▶ **CHALLENGE**
Copy the data below word for word, leaving out the pictures.

▶ **PROVIDED INFORMATION**
* start *

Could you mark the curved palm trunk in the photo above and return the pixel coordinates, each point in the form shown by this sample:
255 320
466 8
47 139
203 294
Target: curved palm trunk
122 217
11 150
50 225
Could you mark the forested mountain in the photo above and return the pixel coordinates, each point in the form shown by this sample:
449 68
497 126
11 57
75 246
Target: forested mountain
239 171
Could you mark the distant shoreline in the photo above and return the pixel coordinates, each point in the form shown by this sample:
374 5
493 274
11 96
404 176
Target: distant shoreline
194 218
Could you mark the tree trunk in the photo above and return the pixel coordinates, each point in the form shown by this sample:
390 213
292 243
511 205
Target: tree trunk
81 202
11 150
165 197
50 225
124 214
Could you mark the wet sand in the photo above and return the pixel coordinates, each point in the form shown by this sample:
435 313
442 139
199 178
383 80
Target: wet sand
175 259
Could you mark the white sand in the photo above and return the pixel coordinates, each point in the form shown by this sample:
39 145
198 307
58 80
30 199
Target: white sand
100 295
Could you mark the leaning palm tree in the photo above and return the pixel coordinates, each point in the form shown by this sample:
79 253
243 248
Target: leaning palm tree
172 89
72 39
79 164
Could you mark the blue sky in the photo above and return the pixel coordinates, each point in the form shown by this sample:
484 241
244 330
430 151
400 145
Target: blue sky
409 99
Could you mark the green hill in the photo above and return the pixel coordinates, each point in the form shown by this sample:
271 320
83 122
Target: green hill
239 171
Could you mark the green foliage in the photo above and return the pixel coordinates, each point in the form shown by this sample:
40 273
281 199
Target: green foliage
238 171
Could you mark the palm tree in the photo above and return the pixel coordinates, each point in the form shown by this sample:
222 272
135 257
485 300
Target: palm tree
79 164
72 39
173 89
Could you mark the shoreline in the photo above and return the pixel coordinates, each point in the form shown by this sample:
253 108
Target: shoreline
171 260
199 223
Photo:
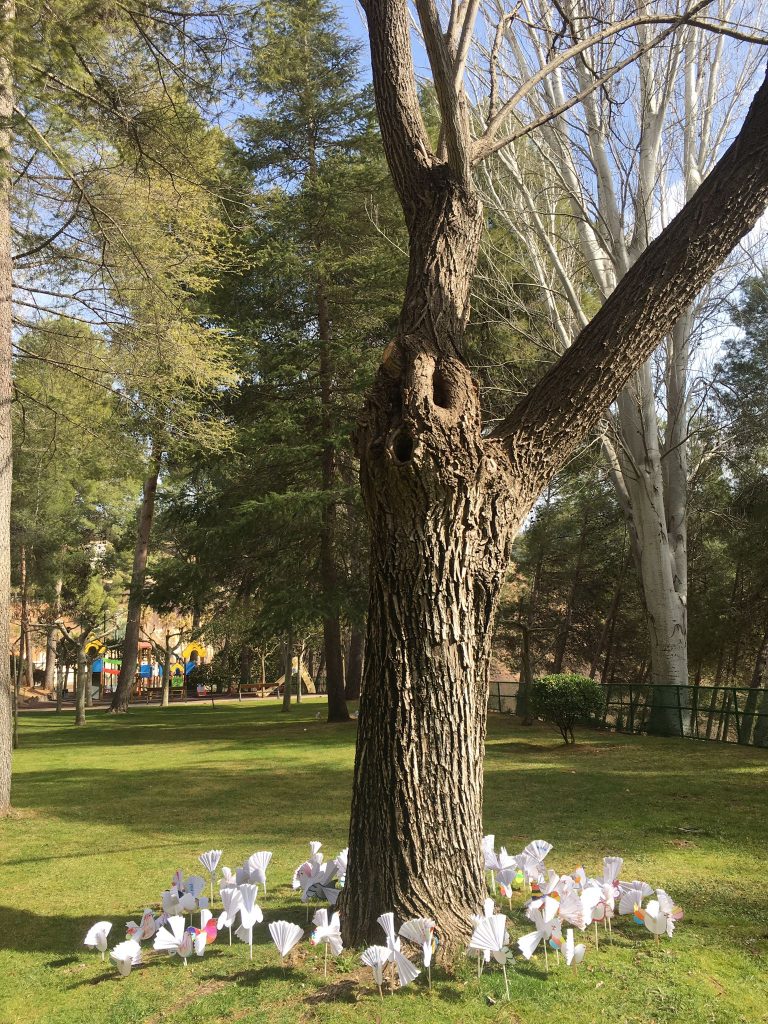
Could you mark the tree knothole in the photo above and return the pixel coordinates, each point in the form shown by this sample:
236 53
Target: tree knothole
402 446
441 390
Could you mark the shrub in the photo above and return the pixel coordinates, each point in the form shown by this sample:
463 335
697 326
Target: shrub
566 700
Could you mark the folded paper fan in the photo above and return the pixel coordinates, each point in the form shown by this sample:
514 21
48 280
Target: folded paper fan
573 953
144 930
632 895
537 850
195 885
654 919
578 908
227 878
97 935
544 914
668 906
491 936
125 955
208 927
387 923
377 958
250 911
421 931
285 936
210 860
331 894
612 868
257 864
232 900
327 932
407 971
175 939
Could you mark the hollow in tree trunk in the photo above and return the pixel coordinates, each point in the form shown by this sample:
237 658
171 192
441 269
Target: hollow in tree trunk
135 594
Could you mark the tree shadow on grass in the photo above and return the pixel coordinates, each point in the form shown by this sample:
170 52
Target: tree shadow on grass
184 725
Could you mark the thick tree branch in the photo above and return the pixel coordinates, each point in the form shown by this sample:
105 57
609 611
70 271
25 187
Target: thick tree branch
404 137
558 413
448 88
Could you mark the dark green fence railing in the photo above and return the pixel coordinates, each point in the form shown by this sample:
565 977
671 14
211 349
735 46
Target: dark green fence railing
724 714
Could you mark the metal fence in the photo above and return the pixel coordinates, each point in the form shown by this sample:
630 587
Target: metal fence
726 714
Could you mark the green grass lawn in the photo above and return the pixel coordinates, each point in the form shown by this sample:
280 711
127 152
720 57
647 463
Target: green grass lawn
107 813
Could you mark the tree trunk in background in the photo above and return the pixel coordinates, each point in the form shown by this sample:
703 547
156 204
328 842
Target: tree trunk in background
135 594
664 582
289 673
337 709
562 639
354 665
756 685
80 686
24 676
7 14
60 674
50 658
50 643
609 620
166 694
299 663
522 705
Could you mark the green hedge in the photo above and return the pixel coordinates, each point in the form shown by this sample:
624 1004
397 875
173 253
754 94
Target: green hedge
566 700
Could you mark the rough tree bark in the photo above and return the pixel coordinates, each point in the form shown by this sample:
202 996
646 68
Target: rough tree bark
7 13
443 500
135 594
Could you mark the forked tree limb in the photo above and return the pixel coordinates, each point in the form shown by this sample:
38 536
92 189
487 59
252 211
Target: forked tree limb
557 414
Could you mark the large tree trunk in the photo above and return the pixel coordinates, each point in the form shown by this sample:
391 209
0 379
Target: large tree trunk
354 665
135 594
443 500
439 504
7 12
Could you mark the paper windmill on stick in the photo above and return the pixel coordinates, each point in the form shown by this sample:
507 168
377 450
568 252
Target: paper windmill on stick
544 915
658 915
144 930
207 927
126 955
377 958
573 953
632 895
250 914
422 932
285 936
327 932
97 936
232 900
210 860
257 864
491 936
175 939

* end *

▶ **ANSWER IN FULL**
Could you mark the curved palm trunk in the photo above and return the pixel coordinates, each point in the form shown by this sample:
255 320
466 8
47 139
203 294
Target: curved palm trunk
122 217
11 150
50 225
Could you mark the forested mountain in the photo above and return the pixel coordinates, each point in the form shown by this sample:
449 68
497 126
11 57
75 246
Target: forested mountain
239 171
Could you mark the distant shoreline in the photo above and return the pixel coordinates, each point in the form shown by this sample:
374 5
493 274
11 96
404 176
Target: distant shoreline
194 218
Could you mark the tree trunk in the photo above and return the pixel coordinates, each point in the form shown by this sample:
390 213
292 243
511 205
Target: tree trunk
81 202
11 150
165 197
50 225
124 214
Could you mark the wet sand in the photo above and return the pixel coordinates, each point in the form shown by this sample:
435 313
442 139
199 178
383 80
Target: wet sand
175 259
Could you mark the white sand in the photo above and return the pixel coordinates, each point in the form shown by this sample:
39 145
198 307
58 80
30 199
Target: white sand
100 295
Could you mark the leaning palm tree in the photo above and return the pixel coordinates, each point in the form shown by this sample:
79 253
243 248
Target: leaning palm tree
172 89
72 39
79 164
Could you mark the blue sky in the photo above and return the pixel coordinates, each point in the form shown by this sample:
484 241
244 330
430 151
400 145
Target: blue sky
409 99
Could you mark the green hill in the photo above and return the pixel coordinates, each point in the form shown by this sample:
271 320
83 122
Target: green hill
239 171
Could you mark the green foliage in the photo above and return the pixel coordinates, each point in the form shown by this sample:
40 273
281 199
Target: green foliage
238 171
Could you mark the palm tree in the photo above and return the pixel coordinates, each point in the form shown by this sample:
222 272
135 257
485 300
Target: palm tree
79 164
72 39
173 89
Could you mark the shoreline in the photo above and return the pixel coordinates, each point in the form shown by this sample:
253 108
Target: shoreline
171 260
199 223
Photo:
Could you mark the tree knothole in the photo above and return the pixel coordinates, each point in the form shown by this sample:
236 53
Target: tree knothole
402 446
441 390
Could you mark the shrub in the photo above and return the pixel coordinates, each point in the form shown by this sample:
463 335
697 326
Target: shrub
566 700
Could you mark the folded paper fan in the photo above and return the pixel coordinates, each point in the form shown by this sample:
514 21
48 280
Target: folded paper fan
573 953
144 930
632 895
537 850
195 885
654 919
578 908
227 878
97 935
544 914
668 906
491 936
125 955
208 927
387 923
377 958
250 911
421 931
285 936
210 860
331 894
612 868
257 864
232 900
327 932
407 971
175 939
Could you mark the hollow in tree trunk in the photo above and return the pixel coordinates, each point in the form shown by this sample:
237 658
171 192
441 269
Target: hollow in tree trunk
135 594
Could you mark the tree shadow on grass in the photo above and return the pixel coordinates, each point in the form shown by this sample:
170 52
Target: tree shadow on grass
184 725
Could you mark the thick tree branch in the photo above and return the pixel coordinates, each point in the form shown by this sample:
105 57
609 611
70 271
25 187
Target: thick tree branch
404 137
558 413
448 88
Could you mark the dark green fence railing in the photo above and return the pixel coordinates, each point in the form shown by this sample:
565 977
671 14
211 349
735 46
Target: dark green fence railing
724 714
Could you mark the metal fence in the photo above and return the pixel coordinates, each point in the form shown by this sample:
630 587
Target: metal fence
726 714
Could you mark the green grass lawn in the photo above and return the pixel coordinates, each point in the form shown by this sample:
280 711
127 152
720 57
647 463
Target: green grass lawn
107 813
Could you mark the tree trunk in background in the photo above and return the pixel coordinates, each point in the form shown by this sample:
703 547
156 204
328 842
Target: tree trunk in background
135 594
664 582
289 673
337 709
562 639
354 665
756 685
80 686
24 676
7 14
60 674
50 658
50 643
609 620
166 694
299 663
522 705
Could you mark the green hedge in the photo above and return the pixel coordinates, each point in the form shown by this sample:
624 1004
397 875
173 253
754 94
Target: green hedge
566 700
Could you mark the rough tree bark in the photo above and return the pixel coordinates, each point in the form shown by this sample:
202 996
646 68
Target: rough tree bark
7 13
443 500
135 594
Could you mark the forked tree limb in the photo above and return the pixel coordinates, each point in the form shown by this sample:
38 536
92 189
487 59
252 211
Target: forked tree limb
557 414
Could you mark the large tree trunk in the photo above and return the pixel coordinates, each point in the form shown by this sample:
391 209
0 379
Target: large tree trunk
354 665
135 594
443 500
439 504
7 12
Could you mark the paper windmill on stick in the photo above and return the pixel coordinates, each point in the form shown by this sample:
507 168
377 450
568 252
Target: paper windmill on stick
544 915
658 915
144 930
207 927
126 955
377 958
573 953
632 895
250 914
422 932
285 936
327 932
97 936
232 900
210 860
257 864
491 936
175 939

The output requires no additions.